● **TASK SET**
**1.** According to the Room on Fire article, what position did the album reach on the UK Albums Chart?
**2.** Please extend the Room on Fire article with a paragraph that picks up after its last sentence.

● **SELECTED EXTRACT**

%%

Room on Fire is the second studio album by American rock band the Strokes, released on October 28, 2003, through RCA Records. Its title is derived from a lyric in the song "Reptilia".

Room on Fire received positive reviews upon its release, and reached number four on the US Billboard 200 (where it went on to sell 597,000 units by October 2006 and was certified gold) and number two on the UK Albums Chart. Three singles were released from the album: "12:51", "Reptilia", and "The End Has No End".

Recording
Immediately after touring for their debut album Is This It, the Strokes returned to the studio. They hired Radiohead producer Nigel Godrich, but fired him when, according to the band, their work together proved "soulless". Godrich said of the failed collaboration: "The problem there was that me and [singer Julian Casablancas] are just too similar, we're both control freaks. He wanted to do it his way, I wanted to do it my way, and obviously that's the point of me being there. And I'm saying 'Well, why am I here if you're not prepared to try and do it the way I want to do it?' We got on great, it was just one of those laughable things where it just doesn't work. I wanted them to change, and they didn't."

%%

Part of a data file
%%

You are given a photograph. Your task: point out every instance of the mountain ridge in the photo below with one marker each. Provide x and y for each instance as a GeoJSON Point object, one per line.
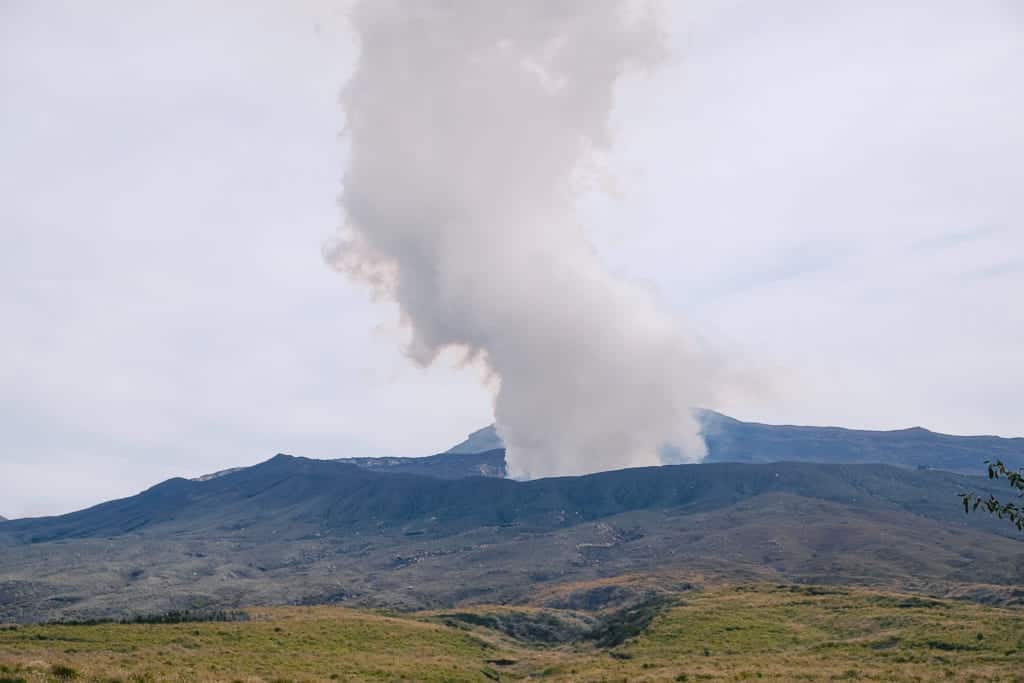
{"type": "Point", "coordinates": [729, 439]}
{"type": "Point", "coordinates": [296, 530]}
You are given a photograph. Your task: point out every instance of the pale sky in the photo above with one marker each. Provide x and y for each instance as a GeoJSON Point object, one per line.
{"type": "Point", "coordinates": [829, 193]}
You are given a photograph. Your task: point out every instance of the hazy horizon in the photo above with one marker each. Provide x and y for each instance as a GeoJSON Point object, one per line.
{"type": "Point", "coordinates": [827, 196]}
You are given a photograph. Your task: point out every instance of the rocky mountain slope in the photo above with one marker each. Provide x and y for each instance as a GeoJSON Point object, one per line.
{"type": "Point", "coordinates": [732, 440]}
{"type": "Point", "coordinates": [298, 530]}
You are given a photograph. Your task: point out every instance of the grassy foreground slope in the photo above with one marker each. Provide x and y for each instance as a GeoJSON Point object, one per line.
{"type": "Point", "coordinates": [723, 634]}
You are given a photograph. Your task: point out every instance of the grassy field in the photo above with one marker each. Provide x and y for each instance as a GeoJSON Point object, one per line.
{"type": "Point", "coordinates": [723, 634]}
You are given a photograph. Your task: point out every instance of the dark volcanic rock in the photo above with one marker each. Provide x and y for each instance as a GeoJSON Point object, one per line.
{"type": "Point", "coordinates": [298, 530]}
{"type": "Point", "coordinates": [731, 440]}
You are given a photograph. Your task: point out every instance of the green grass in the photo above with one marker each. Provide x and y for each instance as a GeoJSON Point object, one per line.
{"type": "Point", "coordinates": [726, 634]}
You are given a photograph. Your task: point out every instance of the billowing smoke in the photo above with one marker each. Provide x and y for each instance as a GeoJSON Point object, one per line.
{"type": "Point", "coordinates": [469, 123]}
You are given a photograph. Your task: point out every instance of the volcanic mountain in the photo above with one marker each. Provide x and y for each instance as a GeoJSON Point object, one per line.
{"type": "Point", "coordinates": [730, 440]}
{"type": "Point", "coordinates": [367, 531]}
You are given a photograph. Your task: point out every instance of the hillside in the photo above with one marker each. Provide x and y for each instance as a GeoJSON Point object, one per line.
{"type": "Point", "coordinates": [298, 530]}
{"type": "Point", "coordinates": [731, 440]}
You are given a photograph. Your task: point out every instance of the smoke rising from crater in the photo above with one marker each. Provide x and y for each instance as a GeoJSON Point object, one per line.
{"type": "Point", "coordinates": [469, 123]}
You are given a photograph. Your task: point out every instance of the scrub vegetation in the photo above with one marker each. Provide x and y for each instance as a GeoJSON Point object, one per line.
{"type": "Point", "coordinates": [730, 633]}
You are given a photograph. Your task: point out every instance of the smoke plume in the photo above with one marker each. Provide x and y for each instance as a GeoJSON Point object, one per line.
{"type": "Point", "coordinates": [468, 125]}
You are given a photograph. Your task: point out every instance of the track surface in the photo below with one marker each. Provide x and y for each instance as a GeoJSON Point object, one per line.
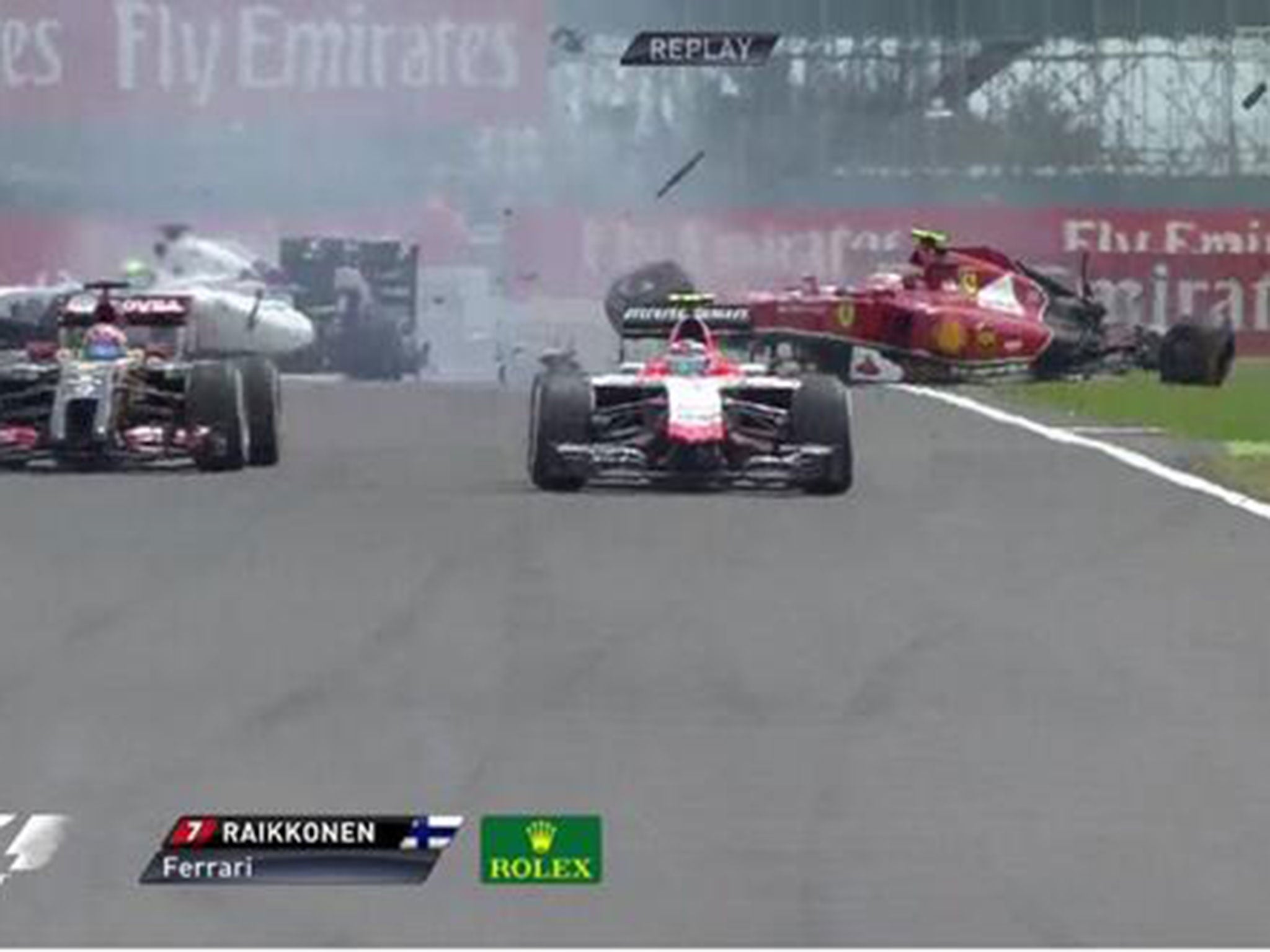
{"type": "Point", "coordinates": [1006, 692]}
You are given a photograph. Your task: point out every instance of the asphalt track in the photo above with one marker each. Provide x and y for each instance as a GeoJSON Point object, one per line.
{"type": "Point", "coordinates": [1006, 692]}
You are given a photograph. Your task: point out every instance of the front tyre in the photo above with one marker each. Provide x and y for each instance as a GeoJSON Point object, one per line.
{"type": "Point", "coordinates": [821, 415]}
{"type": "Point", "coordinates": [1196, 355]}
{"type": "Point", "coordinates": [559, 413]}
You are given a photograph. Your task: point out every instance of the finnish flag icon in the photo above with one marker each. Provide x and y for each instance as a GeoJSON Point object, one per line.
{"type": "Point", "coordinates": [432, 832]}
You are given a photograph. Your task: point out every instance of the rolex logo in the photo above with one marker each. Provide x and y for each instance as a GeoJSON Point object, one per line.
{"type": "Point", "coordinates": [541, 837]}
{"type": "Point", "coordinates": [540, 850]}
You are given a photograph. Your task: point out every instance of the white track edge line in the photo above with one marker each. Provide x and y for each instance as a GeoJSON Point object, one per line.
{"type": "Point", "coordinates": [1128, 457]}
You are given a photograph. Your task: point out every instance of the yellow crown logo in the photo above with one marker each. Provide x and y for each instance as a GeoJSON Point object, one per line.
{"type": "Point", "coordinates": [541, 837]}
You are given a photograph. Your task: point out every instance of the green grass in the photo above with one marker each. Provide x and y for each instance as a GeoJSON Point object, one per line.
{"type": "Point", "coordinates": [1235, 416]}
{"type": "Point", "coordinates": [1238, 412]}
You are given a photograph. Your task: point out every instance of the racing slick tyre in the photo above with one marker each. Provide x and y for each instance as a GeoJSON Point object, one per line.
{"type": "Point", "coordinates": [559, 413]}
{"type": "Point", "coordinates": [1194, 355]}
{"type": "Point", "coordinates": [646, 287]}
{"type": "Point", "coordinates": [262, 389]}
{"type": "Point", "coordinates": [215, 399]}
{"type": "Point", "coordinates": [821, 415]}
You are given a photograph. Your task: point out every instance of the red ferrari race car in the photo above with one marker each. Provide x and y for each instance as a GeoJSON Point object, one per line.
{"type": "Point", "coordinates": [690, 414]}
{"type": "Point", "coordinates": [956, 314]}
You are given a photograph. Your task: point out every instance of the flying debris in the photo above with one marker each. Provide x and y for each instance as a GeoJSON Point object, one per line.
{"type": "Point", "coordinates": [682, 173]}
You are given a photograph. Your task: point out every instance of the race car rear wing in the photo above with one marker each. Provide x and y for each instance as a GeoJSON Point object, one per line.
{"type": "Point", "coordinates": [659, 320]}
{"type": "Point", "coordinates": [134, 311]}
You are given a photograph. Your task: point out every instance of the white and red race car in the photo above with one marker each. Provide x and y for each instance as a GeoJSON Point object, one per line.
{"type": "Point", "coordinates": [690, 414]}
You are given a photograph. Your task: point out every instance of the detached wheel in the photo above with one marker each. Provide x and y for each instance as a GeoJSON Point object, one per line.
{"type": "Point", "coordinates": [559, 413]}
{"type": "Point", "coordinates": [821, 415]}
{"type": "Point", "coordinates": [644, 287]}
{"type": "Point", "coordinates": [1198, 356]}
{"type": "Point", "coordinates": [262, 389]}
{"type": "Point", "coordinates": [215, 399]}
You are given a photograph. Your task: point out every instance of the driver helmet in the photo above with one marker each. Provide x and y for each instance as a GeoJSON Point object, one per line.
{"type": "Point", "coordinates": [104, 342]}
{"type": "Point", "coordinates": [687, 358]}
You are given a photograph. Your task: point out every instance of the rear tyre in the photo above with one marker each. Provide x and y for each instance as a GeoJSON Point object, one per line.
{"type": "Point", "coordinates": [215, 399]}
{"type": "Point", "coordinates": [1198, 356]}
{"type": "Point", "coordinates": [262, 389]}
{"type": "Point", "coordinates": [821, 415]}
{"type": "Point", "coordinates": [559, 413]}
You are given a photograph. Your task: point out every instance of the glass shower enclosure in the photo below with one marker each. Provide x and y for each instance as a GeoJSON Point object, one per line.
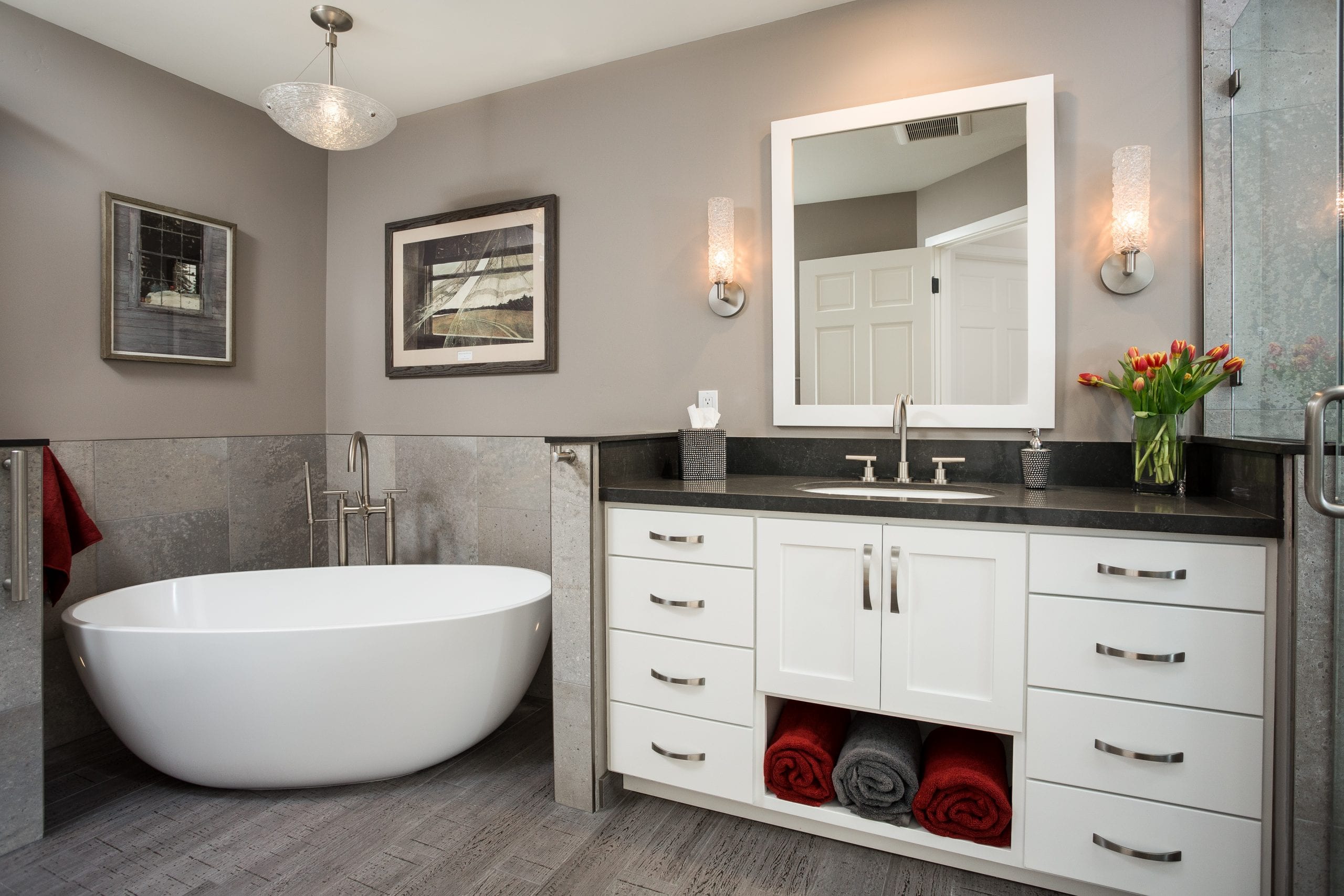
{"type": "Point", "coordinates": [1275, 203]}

%%

● **ANSWERS TO THE EXERCISE**
**1.** Number two.

**2.**
Those sessions were ultimately scrapped and the band returned to their original producer, Gordon Raphael. The Strokes had exactly only three months of studio time to record the album. Guitarist Nick Valensi stated that "the album would've ended up a lot better if we'd had another couple of weeks."

Critical reception

Room On Fire received generally positive reviews from critics: on the review aggregating website Metacritic, it currently has a score of 77 out of 100 based on 31 reviews, which indicates "generally favorable reviews". However, in general, reviewers found the album too similar to Is This It. Rob Mitchum of Pitchfork gave the album an 8 out of 10, but stated that the band "have all but given birth to an identical twin." A positive review from Rolling Stone said that "the Strokes have resisted the temptation to hit the brakes, grow up and screw around with a sound that doesn't need fixing — yet." The review also stated that "if you want comfort and clarity, you're definitely in the wrong room. This record was built for thrills and speed." Dan Tallis of BBC Music gave it a favorable review and said, "Bands should think themselves lucky to achieve such heights just once in their careers. However, they've done all they could have done. They've made Is This It part two. It's more of the same plus extras. And I'm more than happy to settle for that."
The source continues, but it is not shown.